• TASK OBJECTIVE: Tally the lines of the rows below that contain the string "rough", treating uppercase and lowercase as different. Give only the number.

Stored data entries:
——

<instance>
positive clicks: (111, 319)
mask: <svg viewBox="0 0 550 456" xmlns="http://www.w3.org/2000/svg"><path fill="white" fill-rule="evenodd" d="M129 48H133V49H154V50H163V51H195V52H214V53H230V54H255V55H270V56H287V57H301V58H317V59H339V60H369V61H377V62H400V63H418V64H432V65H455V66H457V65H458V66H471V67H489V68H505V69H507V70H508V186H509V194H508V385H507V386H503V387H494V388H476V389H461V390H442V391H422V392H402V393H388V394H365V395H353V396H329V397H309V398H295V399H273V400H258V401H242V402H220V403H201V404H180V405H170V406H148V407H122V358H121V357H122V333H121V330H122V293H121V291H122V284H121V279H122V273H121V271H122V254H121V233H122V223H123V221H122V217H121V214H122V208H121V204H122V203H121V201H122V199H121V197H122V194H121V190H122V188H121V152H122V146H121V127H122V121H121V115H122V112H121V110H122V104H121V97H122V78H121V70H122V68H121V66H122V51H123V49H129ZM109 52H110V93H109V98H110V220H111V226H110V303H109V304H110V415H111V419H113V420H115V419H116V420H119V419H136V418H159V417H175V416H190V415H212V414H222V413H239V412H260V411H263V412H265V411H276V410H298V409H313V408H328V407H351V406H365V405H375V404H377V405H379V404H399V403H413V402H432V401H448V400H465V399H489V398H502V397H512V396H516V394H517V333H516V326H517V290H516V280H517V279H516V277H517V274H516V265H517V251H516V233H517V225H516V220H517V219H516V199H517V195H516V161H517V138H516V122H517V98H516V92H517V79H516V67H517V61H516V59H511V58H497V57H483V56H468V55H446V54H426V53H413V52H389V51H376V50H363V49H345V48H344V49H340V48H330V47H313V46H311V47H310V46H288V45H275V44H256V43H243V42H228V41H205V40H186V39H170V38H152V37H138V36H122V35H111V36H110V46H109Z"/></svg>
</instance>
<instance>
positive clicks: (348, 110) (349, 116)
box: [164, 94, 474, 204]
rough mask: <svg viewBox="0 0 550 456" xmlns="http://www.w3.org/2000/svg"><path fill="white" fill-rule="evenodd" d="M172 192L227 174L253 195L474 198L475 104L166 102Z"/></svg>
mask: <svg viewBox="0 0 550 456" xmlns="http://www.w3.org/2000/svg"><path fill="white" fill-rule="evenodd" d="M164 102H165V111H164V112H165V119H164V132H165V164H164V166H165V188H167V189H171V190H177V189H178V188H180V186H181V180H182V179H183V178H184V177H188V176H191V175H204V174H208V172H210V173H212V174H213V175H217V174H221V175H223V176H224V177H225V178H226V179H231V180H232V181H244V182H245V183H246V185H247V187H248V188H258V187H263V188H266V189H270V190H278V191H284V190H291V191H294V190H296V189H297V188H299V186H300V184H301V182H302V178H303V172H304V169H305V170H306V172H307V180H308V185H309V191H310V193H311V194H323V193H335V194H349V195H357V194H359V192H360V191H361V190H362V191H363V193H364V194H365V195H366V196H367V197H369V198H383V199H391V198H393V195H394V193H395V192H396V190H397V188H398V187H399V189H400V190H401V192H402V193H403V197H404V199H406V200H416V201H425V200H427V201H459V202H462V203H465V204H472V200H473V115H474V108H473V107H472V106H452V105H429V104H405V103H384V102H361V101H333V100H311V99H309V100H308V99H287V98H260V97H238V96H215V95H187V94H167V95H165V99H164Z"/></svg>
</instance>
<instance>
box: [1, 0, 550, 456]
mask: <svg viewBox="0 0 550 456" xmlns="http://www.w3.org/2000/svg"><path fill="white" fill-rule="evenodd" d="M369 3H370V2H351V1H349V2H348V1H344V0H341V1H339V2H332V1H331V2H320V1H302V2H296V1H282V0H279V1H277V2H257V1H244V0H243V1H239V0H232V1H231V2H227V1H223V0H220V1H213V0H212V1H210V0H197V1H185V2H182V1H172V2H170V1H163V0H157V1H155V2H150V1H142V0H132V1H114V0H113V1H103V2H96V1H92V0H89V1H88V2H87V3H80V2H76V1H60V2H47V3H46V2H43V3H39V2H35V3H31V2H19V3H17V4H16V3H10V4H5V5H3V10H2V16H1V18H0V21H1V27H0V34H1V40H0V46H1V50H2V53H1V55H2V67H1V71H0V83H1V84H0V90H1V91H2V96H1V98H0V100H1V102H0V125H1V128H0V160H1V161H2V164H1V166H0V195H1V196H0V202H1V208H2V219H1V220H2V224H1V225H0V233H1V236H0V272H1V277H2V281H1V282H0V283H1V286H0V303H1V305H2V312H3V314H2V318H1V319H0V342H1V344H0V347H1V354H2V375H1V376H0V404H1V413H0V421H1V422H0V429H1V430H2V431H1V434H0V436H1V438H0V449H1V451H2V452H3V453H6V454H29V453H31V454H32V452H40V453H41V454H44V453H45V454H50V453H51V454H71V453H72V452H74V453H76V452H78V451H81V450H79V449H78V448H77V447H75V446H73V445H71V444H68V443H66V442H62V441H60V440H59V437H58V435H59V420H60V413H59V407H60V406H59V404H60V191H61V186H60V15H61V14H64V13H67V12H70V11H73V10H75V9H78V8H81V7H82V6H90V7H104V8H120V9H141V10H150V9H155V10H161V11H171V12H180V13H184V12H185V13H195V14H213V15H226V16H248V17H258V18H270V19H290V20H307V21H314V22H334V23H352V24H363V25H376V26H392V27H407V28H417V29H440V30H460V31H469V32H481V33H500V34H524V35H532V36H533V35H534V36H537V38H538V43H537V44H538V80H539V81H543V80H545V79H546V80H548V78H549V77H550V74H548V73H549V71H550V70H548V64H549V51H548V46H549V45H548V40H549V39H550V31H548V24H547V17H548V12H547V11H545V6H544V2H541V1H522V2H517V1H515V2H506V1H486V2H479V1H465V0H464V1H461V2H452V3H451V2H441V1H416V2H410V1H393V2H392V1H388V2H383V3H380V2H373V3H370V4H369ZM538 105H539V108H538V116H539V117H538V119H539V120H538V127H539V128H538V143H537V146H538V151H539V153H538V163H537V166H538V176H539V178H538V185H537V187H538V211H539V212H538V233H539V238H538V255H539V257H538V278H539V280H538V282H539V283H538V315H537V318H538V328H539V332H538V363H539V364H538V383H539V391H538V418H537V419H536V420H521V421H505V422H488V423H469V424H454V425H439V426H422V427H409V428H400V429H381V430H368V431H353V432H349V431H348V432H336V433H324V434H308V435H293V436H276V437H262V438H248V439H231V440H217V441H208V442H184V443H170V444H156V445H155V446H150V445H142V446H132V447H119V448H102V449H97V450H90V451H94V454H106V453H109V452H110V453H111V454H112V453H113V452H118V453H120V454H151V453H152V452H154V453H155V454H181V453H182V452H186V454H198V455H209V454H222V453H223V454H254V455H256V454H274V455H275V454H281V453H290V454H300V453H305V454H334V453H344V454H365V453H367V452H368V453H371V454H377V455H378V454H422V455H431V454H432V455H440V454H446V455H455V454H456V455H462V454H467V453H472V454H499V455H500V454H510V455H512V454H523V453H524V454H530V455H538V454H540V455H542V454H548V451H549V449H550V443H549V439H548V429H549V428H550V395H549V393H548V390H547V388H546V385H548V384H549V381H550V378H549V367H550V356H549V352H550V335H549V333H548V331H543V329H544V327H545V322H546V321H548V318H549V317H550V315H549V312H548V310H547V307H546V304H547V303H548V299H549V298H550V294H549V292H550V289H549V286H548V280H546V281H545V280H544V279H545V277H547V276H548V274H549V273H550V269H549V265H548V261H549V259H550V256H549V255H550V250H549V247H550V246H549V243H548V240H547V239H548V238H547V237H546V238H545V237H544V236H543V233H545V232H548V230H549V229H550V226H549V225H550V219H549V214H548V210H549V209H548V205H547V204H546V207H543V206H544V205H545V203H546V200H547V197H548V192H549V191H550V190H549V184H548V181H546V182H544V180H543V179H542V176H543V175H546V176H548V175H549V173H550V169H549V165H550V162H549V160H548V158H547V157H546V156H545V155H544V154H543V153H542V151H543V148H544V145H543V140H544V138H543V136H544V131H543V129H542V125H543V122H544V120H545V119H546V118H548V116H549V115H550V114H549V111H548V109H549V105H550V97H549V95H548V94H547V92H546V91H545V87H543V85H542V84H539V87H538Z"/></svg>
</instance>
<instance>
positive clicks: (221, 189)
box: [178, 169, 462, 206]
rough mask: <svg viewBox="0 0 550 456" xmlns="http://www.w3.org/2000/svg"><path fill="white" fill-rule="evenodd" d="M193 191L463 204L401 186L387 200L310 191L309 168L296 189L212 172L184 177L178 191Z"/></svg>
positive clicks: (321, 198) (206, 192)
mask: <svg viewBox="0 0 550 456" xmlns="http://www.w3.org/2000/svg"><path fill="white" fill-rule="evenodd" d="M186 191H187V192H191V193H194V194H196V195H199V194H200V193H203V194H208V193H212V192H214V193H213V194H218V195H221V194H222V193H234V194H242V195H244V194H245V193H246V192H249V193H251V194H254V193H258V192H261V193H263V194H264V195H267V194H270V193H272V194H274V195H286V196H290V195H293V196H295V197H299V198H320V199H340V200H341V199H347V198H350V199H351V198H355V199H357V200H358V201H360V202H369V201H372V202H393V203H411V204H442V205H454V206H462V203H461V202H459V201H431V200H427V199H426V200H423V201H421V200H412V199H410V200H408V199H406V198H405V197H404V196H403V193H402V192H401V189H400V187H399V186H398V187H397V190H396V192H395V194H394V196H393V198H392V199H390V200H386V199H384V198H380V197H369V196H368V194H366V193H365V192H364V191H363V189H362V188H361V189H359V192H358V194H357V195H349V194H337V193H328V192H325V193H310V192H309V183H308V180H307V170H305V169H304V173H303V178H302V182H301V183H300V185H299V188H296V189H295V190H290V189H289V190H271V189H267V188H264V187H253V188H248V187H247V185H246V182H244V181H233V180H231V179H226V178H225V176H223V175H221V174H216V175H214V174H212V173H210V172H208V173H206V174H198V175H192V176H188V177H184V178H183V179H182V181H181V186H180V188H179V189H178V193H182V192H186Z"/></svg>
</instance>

——

• OUTPUT FOR THIS TASK: 2